- [DOCUMENT SECTION]:

A: Refractory period lasts almost as long as contraction (~0.25-0.30 sec) - protective.
Q: What is the Frank-Starling law and mechanism?
A: Increased preload (EDV) → increased SV. Mechanism: stretched sarcomeres have more optimal actin-myosin overlap + more Ca2+ released.
Q: Where is the main resistance in systemic circulation?
A: Arterioles (47% of total resistance).
Q: What is the most powerful stimulus for respiration?
A: CO2 (via H+ stimulating central chemoreceptors in medulla). O2 is a weak stimulus until PO2 < 60 mmHg.
Q: What is hypoxic pulmonary vasoconstriction and why is it important?
A: Low alveolar O2 → pulmonary arteriole constriction → diverts blood from poorly ventilated to well-ventilated alveoli → improves V/Q matching. Opposite of what happens in systemic vessels.
Q: Why does CO2 have a more potent respiratory effect than blood H+?
A: CO2 easily crosses the blood-brain barrier → forms H2CO3 → H+ in CSF → stimulates medullary chemoreceptors. Blood H+ doesn't cross BBB well.
Q: What is Bohr effect?
A: ↑ CO2/↓ pH → right shift of O2-Hb curve → O2 released more readily to metabolically active tissues.
Q: What is Haldane effect?
A: Deoxygenated Hb has greater capacity to carry CO2 (as carbaminoHb) and H+ → facilitates CO2 loading in tissues and CO2 unloading in lungs.
Q: What are the four causes of hypoxemia?
A: (1) Low inspired O2 (high altitude); (2) Hypoventilation (↑ CO2, ↓ O2); (3) V/Q mismatch (most common - responds to O2 therapy); (4) True shunt (right-to-left; does NOT respond to O2 therapy).
EXAM STRATEGY
What to Focus On First (High-yield for MCQ/SAQ exams)
- Cardiac action potential phases - know each phase, ion responsible, unique features vs. skeletal muscle
- Wiggers diagram - be able to label all events, explain a, c, v waves, heart sounds
- Frank-Starling Law - mechanism, clinical relevance (heart failure, exercise)
- Conduction system - pathway, velocities, intrinsic rates, autonomic effects
- Starling forces (capillary fluid exchange) - normal values, causes of edema
- Baroreceptor reflex - location, pathway, what it does
- Pressure-natriuresis - why kidneys control long-term BP
- RAAS - renin → angiotensin I → angiotensin II → aldosterone; effects
- Lung volumes - all 8 values and which cannot be measured by spirometry (RV, FRC, TLC)
- Surfactant - why it matters, who lacks it (premature babies), Laplace's Law
- O2-Hb dissociation curve - shape, right vs. left shifts, P50, Bohr effect
- CO2 transport - 3 forms (70% bicarbonate), Haldane effect
- Chemical control of breathing - CO2 (central) vs. O2 (peripheral, kicks in < 60 mmHg)

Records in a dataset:
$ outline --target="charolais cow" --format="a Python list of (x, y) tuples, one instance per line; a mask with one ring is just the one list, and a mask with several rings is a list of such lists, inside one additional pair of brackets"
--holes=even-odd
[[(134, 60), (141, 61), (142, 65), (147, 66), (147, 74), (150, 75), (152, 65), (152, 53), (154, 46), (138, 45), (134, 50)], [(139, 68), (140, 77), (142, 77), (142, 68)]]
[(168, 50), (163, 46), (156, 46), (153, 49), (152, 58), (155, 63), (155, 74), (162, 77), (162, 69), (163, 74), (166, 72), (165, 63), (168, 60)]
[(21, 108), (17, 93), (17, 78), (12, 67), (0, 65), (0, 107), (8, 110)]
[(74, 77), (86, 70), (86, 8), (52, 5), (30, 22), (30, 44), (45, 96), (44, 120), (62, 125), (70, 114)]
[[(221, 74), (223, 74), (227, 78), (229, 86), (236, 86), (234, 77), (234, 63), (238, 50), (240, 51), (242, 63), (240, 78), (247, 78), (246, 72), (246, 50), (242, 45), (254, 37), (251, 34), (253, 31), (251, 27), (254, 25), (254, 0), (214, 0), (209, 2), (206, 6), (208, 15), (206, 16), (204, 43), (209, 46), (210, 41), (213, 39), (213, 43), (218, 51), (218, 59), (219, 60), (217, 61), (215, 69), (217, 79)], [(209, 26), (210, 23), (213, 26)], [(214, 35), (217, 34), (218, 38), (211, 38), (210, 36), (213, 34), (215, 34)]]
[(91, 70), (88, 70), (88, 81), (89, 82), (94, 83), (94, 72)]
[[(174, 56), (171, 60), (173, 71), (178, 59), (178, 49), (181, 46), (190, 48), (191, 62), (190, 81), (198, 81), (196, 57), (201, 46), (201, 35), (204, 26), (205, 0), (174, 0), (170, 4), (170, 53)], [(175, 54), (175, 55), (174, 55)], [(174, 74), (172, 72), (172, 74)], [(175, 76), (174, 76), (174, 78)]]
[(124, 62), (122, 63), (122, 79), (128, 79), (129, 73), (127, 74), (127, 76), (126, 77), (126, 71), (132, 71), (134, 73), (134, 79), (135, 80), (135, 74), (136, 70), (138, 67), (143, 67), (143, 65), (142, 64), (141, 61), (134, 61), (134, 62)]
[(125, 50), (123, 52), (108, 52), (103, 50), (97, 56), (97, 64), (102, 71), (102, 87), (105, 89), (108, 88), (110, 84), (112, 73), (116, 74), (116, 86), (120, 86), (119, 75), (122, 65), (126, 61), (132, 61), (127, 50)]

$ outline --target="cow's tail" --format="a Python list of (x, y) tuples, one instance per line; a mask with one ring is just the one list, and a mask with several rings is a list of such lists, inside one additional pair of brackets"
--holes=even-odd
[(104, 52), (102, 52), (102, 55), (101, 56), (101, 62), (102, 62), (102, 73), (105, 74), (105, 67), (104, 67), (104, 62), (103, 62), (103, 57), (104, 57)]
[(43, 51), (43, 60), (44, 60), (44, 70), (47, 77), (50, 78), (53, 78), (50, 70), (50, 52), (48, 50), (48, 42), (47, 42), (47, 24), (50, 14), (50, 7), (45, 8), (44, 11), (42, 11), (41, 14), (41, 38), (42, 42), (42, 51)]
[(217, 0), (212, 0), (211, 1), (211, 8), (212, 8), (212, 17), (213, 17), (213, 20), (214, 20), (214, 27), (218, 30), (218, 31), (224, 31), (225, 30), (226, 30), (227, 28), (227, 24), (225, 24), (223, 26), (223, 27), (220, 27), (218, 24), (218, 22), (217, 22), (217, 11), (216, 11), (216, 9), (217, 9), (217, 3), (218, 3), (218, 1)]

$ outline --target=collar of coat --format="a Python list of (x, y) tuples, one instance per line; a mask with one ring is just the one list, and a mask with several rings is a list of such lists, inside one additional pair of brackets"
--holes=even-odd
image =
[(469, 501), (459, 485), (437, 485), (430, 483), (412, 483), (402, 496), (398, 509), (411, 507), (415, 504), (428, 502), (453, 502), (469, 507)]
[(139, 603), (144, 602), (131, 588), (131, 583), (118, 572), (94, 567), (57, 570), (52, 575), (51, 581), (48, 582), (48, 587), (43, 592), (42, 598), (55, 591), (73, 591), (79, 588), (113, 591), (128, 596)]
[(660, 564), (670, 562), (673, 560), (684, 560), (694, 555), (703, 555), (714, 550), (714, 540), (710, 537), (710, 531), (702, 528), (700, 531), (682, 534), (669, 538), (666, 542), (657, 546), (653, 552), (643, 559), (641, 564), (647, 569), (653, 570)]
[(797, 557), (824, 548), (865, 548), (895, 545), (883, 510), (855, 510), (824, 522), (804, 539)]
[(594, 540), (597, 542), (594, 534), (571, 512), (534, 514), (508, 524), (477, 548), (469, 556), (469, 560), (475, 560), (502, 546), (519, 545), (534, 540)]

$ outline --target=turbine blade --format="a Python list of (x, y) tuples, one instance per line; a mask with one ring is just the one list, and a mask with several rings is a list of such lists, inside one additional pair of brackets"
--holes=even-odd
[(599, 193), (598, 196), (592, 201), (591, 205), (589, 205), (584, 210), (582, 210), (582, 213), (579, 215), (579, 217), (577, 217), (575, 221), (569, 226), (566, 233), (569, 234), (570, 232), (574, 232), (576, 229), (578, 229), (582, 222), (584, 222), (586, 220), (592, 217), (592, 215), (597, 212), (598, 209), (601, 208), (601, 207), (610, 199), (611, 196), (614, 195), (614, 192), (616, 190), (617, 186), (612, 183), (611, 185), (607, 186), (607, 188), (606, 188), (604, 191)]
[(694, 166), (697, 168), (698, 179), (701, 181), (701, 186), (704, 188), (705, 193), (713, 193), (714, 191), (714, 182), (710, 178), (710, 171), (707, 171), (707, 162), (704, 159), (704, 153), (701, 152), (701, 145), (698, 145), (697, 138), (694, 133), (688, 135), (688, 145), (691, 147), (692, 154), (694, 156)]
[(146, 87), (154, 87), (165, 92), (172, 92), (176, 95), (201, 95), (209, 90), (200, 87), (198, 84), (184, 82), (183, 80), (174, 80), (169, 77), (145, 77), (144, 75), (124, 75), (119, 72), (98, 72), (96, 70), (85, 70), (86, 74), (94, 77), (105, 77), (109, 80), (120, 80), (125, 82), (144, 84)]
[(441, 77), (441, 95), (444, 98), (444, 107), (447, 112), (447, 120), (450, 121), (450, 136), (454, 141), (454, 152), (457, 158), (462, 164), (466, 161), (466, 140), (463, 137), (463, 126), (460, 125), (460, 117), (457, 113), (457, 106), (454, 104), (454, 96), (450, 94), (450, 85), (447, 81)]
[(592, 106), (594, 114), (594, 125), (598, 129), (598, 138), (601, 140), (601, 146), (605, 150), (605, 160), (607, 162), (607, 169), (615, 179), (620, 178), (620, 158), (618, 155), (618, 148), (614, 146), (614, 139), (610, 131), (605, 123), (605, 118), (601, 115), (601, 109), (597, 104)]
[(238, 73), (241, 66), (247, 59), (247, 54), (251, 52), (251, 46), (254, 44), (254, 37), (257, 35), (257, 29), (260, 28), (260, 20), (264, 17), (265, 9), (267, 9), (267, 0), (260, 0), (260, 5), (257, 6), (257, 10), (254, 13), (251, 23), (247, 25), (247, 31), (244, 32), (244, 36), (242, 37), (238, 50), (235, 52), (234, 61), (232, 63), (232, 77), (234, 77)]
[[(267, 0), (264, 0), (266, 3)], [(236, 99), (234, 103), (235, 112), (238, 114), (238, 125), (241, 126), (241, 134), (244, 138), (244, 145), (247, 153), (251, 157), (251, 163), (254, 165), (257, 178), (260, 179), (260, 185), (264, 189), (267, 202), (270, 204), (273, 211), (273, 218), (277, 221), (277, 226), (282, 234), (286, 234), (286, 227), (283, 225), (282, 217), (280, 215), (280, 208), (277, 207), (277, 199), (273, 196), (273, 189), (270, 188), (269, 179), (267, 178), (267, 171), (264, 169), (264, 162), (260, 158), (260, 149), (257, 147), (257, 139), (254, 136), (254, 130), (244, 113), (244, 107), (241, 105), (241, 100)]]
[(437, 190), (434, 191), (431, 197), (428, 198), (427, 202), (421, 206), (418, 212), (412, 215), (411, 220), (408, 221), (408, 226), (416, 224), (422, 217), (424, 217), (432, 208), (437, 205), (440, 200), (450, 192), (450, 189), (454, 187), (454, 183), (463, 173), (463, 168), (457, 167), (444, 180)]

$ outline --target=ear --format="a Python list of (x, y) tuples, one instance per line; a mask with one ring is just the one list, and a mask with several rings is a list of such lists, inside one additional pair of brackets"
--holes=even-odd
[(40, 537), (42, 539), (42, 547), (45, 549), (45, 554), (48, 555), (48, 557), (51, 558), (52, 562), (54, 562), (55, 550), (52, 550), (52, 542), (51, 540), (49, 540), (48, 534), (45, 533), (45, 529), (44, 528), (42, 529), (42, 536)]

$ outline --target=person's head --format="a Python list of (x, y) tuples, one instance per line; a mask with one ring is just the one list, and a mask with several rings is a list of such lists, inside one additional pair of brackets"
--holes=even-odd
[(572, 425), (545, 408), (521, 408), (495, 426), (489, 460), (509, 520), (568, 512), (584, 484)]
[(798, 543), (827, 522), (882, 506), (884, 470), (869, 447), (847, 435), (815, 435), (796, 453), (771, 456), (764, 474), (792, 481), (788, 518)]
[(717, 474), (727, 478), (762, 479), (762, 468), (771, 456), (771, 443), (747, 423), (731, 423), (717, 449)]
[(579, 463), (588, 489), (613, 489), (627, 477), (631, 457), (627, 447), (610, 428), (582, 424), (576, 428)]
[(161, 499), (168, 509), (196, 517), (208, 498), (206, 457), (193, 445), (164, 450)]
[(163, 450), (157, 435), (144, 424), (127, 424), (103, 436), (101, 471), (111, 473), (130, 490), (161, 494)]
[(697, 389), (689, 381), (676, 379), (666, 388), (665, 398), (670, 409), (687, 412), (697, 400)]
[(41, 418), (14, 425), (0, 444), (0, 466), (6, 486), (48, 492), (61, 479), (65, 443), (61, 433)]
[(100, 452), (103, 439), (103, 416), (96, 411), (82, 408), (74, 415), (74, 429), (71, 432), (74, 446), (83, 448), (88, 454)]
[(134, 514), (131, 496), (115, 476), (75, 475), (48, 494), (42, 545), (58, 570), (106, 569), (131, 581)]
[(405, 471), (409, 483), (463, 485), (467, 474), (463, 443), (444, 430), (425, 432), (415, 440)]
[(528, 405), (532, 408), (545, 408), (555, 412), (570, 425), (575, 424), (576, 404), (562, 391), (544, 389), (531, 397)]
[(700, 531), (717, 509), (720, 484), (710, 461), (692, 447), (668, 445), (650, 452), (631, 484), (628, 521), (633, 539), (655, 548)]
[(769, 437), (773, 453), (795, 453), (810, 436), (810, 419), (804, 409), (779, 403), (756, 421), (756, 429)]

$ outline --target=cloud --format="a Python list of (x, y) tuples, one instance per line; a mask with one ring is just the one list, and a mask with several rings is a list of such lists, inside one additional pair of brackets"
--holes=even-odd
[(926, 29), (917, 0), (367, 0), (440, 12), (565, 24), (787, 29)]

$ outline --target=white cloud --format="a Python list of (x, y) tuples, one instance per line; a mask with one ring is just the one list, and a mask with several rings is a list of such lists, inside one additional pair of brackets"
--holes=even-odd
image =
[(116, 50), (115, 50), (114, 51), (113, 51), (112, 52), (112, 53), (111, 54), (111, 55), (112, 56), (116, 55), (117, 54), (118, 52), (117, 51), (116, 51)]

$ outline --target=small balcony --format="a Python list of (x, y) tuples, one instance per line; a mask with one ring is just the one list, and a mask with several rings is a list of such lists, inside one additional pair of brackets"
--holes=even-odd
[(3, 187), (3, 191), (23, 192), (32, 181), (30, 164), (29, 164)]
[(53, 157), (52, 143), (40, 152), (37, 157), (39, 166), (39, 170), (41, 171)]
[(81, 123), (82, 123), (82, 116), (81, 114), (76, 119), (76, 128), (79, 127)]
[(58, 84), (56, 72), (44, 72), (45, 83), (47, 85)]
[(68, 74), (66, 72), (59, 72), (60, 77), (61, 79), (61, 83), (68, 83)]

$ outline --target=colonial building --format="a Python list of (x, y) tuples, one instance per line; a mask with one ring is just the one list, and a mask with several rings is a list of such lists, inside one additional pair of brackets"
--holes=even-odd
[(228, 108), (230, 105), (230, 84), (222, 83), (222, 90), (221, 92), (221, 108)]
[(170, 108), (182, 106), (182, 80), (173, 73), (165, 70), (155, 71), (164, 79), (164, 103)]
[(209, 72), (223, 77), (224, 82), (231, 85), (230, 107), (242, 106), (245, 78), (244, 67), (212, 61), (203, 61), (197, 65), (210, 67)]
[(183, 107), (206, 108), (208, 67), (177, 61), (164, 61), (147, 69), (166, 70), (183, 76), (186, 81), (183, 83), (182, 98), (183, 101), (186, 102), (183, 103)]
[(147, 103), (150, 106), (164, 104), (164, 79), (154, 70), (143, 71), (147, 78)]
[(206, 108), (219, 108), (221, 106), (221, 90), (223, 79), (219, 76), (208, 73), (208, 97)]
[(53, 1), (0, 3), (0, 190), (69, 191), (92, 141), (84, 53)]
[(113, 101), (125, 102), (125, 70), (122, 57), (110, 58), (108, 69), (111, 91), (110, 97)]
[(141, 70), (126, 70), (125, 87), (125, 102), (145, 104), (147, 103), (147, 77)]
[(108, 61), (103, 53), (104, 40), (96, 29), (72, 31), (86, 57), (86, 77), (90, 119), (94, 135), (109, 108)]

- [TASKS]:
A) List the causes of hypoxemia given in the physiology review notes.
B) Resume the physiology review notes after the entry on chemical control of breathing.

- [RESULTS BY TASK]:
A)
1. Low inspired O2 (high altitude)
2. Hypoventilation (↑ CO2, ↓ O2)
3. V/Q mismatch (the most common; responds to O2 therapy)
4. True shunt (right-to-left; does not respond to O2 therapy)

B)
- V/Q mismatch vs. shunt - how to distinguish, why supplemental O2 doesn't help true shunts
- Hypoxic pulmonary vasoconstriction - opposite of systemic, purpose = V/Q matching
For Long-Answer (Essay) Questions
- Always draw and label the Wiggers diagram when asked about cardiac cycle
- Draw the O2-Hb dissociation curve and mark shifts when asked about hypoxia or exercise
- For hypertension questions: always address the renal mechanism as the long-term regulator
- For heart failure questions: link Frank-Starling, CO curves, venous return, and compensatory mechanisms
- For respiratory failure questions: distinguish hypoxic vs. hypercapnic failure; mention V/Q ratio
Connections Between Chapters (Integration Questions)
- Exercise physiology (Ch. 21): integrates Ch. 9 (cardiac muscle), 17 (local control), 18 (sympathetic), 20 (CO regulation), 38 (ventilation), 41 (O2 transport)
- Heart failure: Ch. 9 (pump mechanics) + Ch. 15 (compliance) + Ch. 20 (CO/VR curves) + Ch. 19 (renal compensation)
- Hypertension: Ch. 18 (baroreceptors, short term) + Ch. 19 (kidneys, long term) + Ch. 17 (humoral factors)
- Pulmonary edema: Ch. 16 (Starling forces) + Ch. 39 (pulmonary circulation/pressures) + Ch. 19 (left heart failure)
- Altitude physiology: Ch. 38 (ventilation) + Ch. 40 (PO2 changes) + Ch. 41 (Hb curve adaptation) + Ch. 42 (hypoxic drive)
This covers all 16 chapters in your PDF. The PDF spans Unit III (Heart: Chapters 9-11), Unit IV (Circulation: Chapters 14-21), and Unit VII (Respiration: Chapters 38-42) from Guyton & Hall. For your final exam, prioritize the starred (⭐) sections, memorize the key numbers table, and practice drawing the Wiggers diagram, O2-Hb dissociation curve, and cardiac output/venous return graphs - those are the most commonly tested visuals in physiology finals.